#### 読解文:
++++++

八王子少年院は、関東甲信越にある16の少年院のうちの1つで、八王子駅から徒歩25分ぐらいのあたりに位置している。この少年院に入寮する者は、重い処遇を受けたものであり、男子寮である。入寮するものの年齢も高く、16歳から21歳ぐらいだという。少年院では、分類処遇といって、対象者に応じたカリキュラムができるように、少年院によって収容される者の性質が異なる。医療少年院もあれば、特別少年院もある。八王子少年院は、平均的な少年院であり、身体、精神的にハンデのない少年で、元気いっぱいであるとのことだ。外国人も何人かいるとのことだ。
収容人数は195人。窃盗犯が約30%、薬物犯が約8%、残りはそれぞれであるが、粗暴犯や対人暴力(強盗、恐喝、妨害)が多い。また少年院ならではの、虞犯(罪を犯すおそれのあるもの)も3人収容されている。
少年院収容の保護処分は、はじめから期間が決まっているわけではないのでスタートは同じである。どれだけ社会生活に適応できるようになったか、更生できたかによる。

++++++

#### 課題 1:
八王子少年院についての読解文から、「八王子少年院は、関東甲信越に」から「国人も何人かいるとのことだ。」までをすべて抜き出しなさい。
#### 課題 2:
八王子少年院についての読解文の続きを、最後の文の後から書きなさい。

++++++

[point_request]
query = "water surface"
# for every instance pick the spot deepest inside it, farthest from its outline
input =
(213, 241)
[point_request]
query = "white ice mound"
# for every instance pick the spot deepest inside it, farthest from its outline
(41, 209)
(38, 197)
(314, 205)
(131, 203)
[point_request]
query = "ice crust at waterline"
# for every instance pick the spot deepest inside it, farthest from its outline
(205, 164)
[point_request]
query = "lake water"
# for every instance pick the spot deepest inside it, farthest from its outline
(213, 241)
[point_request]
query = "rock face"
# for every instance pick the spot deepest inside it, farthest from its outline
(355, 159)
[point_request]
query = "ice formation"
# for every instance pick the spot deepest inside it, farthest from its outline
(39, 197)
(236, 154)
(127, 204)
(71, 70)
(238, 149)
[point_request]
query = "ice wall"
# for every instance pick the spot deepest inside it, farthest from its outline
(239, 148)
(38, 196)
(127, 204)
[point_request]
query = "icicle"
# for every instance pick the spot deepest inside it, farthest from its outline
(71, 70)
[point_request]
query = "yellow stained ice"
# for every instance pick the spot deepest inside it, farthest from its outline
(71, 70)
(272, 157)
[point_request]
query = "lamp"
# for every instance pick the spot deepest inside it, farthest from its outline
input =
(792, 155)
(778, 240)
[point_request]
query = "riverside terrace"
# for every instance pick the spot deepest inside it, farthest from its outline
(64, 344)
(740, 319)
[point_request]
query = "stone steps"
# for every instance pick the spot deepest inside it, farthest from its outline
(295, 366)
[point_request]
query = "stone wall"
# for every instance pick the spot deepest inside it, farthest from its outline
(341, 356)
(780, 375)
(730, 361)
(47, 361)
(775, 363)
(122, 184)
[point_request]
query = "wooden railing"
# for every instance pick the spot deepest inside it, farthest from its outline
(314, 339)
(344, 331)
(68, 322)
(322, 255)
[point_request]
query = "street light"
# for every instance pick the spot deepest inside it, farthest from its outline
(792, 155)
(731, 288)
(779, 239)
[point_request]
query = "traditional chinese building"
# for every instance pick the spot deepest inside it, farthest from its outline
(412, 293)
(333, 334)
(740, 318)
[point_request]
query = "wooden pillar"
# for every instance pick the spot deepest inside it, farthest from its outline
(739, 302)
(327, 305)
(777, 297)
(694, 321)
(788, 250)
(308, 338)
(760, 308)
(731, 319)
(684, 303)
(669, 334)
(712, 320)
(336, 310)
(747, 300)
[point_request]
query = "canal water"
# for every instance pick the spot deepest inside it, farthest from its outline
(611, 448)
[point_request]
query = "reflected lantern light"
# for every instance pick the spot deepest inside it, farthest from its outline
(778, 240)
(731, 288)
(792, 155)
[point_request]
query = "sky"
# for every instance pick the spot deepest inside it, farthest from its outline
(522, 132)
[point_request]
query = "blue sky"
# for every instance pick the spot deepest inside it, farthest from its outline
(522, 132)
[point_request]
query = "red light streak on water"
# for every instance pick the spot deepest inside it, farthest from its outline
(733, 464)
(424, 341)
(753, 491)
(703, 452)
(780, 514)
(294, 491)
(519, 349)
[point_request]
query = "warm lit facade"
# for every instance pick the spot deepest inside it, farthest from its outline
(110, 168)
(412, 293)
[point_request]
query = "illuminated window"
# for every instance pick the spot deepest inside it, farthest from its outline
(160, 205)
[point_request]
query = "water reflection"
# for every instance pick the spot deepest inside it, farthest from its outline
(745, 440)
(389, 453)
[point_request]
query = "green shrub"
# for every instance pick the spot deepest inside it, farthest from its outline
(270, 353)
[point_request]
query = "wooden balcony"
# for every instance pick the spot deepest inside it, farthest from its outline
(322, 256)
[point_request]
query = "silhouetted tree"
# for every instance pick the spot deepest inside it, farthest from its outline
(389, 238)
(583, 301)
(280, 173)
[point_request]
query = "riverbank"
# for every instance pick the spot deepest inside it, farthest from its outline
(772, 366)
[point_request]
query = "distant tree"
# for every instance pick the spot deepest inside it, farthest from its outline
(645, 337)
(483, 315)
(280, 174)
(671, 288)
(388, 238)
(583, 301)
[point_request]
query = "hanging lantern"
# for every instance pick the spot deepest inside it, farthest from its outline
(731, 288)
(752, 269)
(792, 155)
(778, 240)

++++++

#### 解答 1:
八王子少年院は、関東甲信越にある16の少年院のうちの1つで、八王子駅から徒歩25分ぐらいのあたりに位置している。この少年院に入寮する者は、重い処遇を受けたものであり、男子寮である。入寮するものの年齢も高く、16歳から21歳ぐらいだという。少年院では、分類処遇といって、対象者に応じたカリキュラムができるように、少年院によって収容される者の性質が異なる。医療少年院もあれば、特別少年院もある。八王子少年院は、平均的な少年院であり、身体、精神的にハンデのない少年で、元気いっぱいであるとのことだ。外国人も何人かいるとのことだ。

#### 解答 2:
少年は少年院に入ると、個人個人の問題性、環境等に応じた指導計画を立てることになる。犯罪ごとにコースがあるわけではない。少年院の生活は、共同生活であり、課業と寮生活である。その中で少年たちは努力目標をたて、それに対して成績と言う形であらわされ、今後の少年の行く末が決まる。ちなみに今日は月末であり、成績をつける日だったため、作業はいつもより早く3時で終了とのことだった。
八王子少年院は設立されてから、約30年である。施設は、大きく分けて、中庭、体育館、寮、教室である。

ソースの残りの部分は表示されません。